--- Data rows ---

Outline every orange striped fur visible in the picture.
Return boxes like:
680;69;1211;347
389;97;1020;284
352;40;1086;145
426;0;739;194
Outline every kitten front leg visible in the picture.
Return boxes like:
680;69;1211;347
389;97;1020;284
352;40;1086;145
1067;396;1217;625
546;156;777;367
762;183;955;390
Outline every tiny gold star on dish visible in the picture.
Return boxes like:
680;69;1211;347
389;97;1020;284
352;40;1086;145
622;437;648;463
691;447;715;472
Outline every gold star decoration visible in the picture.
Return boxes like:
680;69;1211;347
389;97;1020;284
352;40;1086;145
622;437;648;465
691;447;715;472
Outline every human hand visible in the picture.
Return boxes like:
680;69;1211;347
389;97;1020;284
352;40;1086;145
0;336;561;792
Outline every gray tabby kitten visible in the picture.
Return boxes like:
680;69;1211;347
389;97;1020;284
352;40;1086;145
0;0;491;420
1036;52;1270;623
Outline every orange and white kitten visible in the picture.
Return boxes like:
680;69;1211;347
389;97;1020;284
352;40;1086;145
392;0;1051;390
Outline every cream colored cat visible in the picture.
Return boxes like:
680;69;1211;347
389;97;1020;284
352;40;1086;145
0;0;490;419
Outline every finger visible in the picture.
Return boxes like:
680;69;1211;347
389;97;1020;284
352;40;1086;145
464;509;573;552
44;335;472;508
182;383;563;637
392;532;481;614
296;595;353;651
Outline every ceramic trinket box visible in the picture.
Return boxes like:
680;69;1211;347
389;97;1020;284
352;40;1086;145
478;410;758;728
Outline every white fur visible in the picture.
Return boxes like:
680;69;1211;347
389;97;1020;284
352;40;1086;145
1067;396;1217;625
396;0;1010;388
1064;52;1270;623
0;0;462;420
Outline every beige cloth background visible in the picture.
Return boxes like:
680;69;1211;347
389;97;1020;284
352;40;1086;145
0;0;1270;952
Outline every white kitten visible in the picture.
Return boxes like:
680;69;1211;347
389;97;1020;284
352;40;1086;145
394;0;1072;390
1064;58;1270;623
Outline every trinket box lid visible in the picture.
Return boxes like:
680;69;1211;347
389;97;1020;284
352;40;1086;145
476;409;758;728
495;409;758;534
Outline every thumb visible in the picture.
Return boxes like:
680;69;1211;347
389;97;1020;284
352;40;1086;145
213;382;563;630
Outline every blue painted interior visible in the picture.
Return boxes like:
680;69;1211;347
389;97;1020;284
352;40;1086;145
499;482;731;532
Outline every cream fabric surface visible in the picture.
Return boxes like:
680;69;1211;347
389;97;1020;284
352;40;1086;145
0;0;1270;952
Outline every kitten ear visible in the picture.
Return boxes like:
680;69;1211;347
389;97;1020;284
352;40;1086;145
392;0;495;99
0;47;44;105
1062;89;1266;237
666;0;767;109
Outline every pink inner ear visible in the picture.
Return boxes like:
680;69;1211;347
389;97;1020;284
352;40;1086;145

---

◆ Your task ◆
Reproduce the entire listing above word for word, from its first line through its last.

◆ Full response ◆
Outline every orange striped fur visible in the picture.
Return boxes like:
680;69;1211;347
389;97;1020;284
352;40;1086;145
426;0;739;194
Outline every kitten front leg visible in the picture.
Return boxes like:
680;69;1211;347
389;97;1020;284
352;40;1086;145
1067;396;1217;625
546;156;777;367
762;183;955;390
Outline every tiny gold star on dish visible in the picture.
Return boxes like:
680;69;1211;347
389;97;1020;284
352;40;1086;145
622;437;648;463
691;447;715;472
Outline every gold star decoration visible in the picture.
Return boxes like:
680;69;1211;347
389;97;1020;284
352;40;1086;145
622;437;648;465
691;447;715;472
Outline every human hand visible in the picture.
Return boxes like:
680;69;1211;347
389;97;1020;284
352;40;1086;145
0;336;561;792
Outline every gray tabby kitten visible in the picture.
Return boxes like:
680;69;1211;347
389;97;1020;284
352;40;1086;145
0;0;491;420
1036;52;1270;623
Outline every orange and white kitten visible in the picture.
Return boxes like:
680;69;1211;347
389;97;1020;284
352;40;1086;145
392;0;1051;390
Outline every cream colored cat visible in the picture.
Return boxes like:
680;69;1211;347
389;97;1020;284
352;40;1086;145
0;0;490;419
Outline every finger visible in the picture.
Return boxes like:
680;69;1211;347
389;97;1020;284
352;40;1086;145
464;509;573;552
44;335;472;508
182;383;563;637
392;532;481;614
296;595;353;651
Outline every ceramic trinket box visible in the picture.
Return boxes like:
680;69;1211;347
389;97;1020;284
352;40;1086;145
478;410;758;728
Outline every white fur visible in the picture.
Return boxes like:
680;69;1211;347
389;97;1020;284
352;40;1086;145
1067;396;1217;625
396;0;1010;388
1064;52;1270;623
0;0;462;420
Outline every beige cloth background visible in the picture.
Return boxes like:
680;69;1211;347
389;97;1020;284
352;40;1086;145
0;0;1270;952
Outline every white kitten visible in the picture.
Return boxes like:
680;69;1211;347
389;97;1020;284
352;40;1086;145
394;0;1072;390
1064;58;1270;623
Outline every trinket box lid visible in the picture.
Return boxes like:
680;69;1211;347
389;97;1020;284
352;40;1086;145
476;409;758;728
495;409;758;534
Outline every thumb visible in the picture.
Return boxes like:
680;69;1211;347
389;97;1020;284
352;40;1086;145
213;382;563;630
Outline every blue painted interior visible in the picture.
Return boxes like:
680;69;1211;347
389;97;1020;284
352;40;1086;145
499;482;731;532
Outline every cream fabric surface visible in the picture.
Return boxes like:
680;69;1211;347
389;97;1020;284
352;40;1086;145
0;0;1270;952
Outline every kitten ear visible in the picture.
Return boxes like:
680;69;1211;347
389;97;1020;284
352;40;1086;145
392;0;495;99
0;47;44;105
1062;89;1266;237
666;0;767;109
Outline every pink inner ear visible in the picture.
Return boxes like:
680;69;1211;347
389;97;1020;284
352;40;1086;145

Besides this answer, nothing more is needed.